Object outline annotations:
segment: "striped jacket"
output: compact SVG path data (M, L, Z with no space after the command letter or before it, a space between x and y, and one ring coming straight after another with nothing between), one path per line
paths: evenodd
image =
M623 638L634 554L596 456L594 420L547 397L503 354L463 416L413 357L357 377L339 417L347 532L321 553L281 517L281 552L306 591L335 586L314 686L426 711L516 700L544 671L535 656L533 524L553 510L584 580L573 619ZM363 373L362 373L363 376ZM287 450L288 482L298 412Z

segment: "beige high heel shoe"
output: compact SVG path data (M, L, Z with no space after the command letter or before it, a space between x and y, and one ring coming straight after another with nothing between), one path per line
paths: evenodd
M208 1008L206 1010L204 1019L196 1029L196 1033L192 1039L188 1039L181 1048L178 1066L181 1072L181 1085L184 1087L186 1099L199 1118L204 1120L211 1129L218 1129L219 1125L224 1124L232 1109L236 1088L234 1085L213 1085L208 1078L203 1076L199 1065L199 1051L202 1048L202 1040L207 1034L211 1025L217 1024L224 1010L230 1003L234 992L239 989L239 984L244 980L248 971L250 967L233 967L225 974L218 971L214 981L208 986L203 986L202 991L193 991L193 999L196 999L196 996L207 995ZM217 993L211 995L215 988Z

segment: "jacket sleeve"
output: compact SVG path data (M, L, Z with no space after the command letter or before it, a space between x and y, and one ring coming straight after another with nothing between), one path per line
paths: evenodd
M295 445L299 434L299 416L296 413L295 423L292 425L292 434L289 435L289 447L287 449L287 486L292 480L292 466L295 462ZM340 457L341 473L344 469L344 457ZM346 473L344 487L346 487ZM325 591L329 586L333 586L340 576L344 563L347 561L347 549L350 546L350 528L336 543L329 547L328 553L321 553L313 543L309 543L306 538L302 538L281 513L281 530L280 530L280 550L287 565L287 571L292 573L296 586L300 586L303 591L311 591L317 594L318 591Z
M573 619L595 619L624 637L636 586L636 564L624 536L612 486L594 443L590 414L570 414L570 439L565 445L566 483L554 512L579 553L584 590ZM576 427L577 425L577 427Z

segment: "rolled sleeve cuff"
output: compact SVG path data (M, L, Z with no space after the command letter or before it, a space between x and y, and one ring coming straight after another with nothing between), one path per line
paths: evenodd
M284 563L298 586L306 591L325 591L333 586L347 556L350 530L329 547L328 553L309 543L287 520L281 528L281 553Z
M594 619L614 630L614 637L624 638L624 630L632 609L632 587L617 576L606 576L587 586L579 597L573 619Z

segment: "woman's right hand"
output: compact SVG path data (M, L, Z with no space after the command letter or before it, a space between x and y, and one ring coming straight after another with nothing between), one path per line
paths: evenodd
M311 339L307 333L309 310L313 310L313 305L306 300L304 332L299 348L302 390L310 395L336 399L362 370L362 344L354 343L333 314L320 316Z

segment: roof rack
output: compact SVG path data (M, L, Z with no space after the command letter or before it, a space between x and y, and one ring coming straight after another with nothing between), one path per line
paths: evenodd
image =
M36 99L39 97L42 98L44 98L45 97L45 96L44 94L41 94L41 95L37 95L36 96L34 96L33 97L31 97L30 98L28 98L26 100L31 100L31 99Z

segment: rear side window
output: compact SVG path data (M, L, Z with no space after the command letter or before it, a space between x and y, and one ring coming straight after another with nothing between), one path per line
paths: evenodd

* EXERCISE DIRECTIONS
Can you retype every line of the material above without changing anything?

* RESULT FOR THIS EXERCISE
segment: "striped jacket"
output: compact SVG path data (M, L, Z with no space after the command letter or before it, a space between x and y, and one ring coming straight after another with nothing between), one path per line
paths: evenodd
image =
M623 638L634 554L596 456L594 420L547 397L503 354L463 416L413 357L357 377L339 417L347 532L321 553L281 517L281 552L306 591L335 586L314 686L426 711L516 700L544 671L535 656L533 524L553 510L584 580L573 619ZM363 373L362 373L363 376ZM287 450L288 482L298 412Z

segment: "beige high heel shoe"
output: compact SVG path data (M, L, Z with no space after the command letter or before it, a space between x and y, and one ring coming straight after another with nothing between), one path per line
paths: evenodd
M208 1008L206 1010L204 1019L196 1029L196 1033L192 1039L188 1039L181 1048L178 1066L181 1072L181 1085L184 1087L186 1099L199 1118L204 1120L211 1129L218 1129L219 1125L224 1124L232 1109L236 1088L234 1085L213 1085L208 1078L203 1076L199 1065L199 1051L202 1048L202 1040L207 1034L211 1025L217 1024L224 1010L230 1003L234 992L239 989L239 984L244 980L248 971L250 967L233 967L225 974L218 971L214 981L208 986L203 986L202 991L193 991L193 999L196 999L196 996L207 995ZM217 993L211 995L215 988Z

segment: "jacket sleeve"
output: compact SVG path data (M, L, Z with no space after the command letter or before it, a space between x and y, and one ring coming straight after another with nothing between), one path per line
paths: evenodd
M295 445L299 434L299 416L296 413L295 423L292 425L292 434L289 435L289 447L287 449L287 486L292 480L292 466L295 462ZM340 457L341 473L344 469L344 457ZM346 473L344 487L346 487ZM325 591L329 586L333 586L340 576L344 563L347 561L347 549L350 546L350 528L336 543L329 547L328 553L321 553L313 543L309 543L306 538L302 538L281 513L281 530L280 530L280 550L287 565L287 571L292 573L296 586L300 586L303 591L311 591L317 594L318 591Z
M573 619L595 619L624 637L636 586L636 564L624 536L612 486L594 443L590 414L570 414L570 439L565 445L566 483L554 512L579 553L584 590ZM576 427L577 425L577 427Z

segment: "rolled sleeve cuff"
output: compact SVG path data (M, L, Z with no space after the command letter or before it, a space between x and y, and one ring coming straight after another with nothing between), one path per line
paths: evenodd
M284 563L298 586L306 591L325 591L333 586L347 556L350 530L329 547L328 553L309 543L287 520L281 528L281 553Z
M594 619L614 630L614 637L624 638L624 630L632 609L632 587L617 576L606 576L587 586L579 597L573 619Z

segment: "woman's right hand"
output: compact SVG path data (M, L, Z with no space after the command letter or before it, a space between x and y, and one ring coming straight after another with nothing between), one path per line
paths: evenodd
M311 339L307 333L309 310L313 310L313 305L306 300L304 332L299 348L302 390L310 395L336 399L362 370L362 344L354 343L333 314L320 316Z

segment: roof rack
output: compact SVG path data (M, L, Z with no space after the command letter or before it, a space between x and y, and one ring coming straight after another with nothing between), one path per line
paths: evenodd
image =
M36 99L39 97L42 98L44 98L45 97L45 96L44 94L41 94L41 95L37 95L36 96L34 96L33 97L31 97L30 98L28 98L26 100L31 100L31 99Z

segment: rear side window
output: compact SVG path data (M, L, Z with no space after the command letter or before it, a space between x and y, and one ring coming straight after another with nothing between), one path per line
paths: evenodd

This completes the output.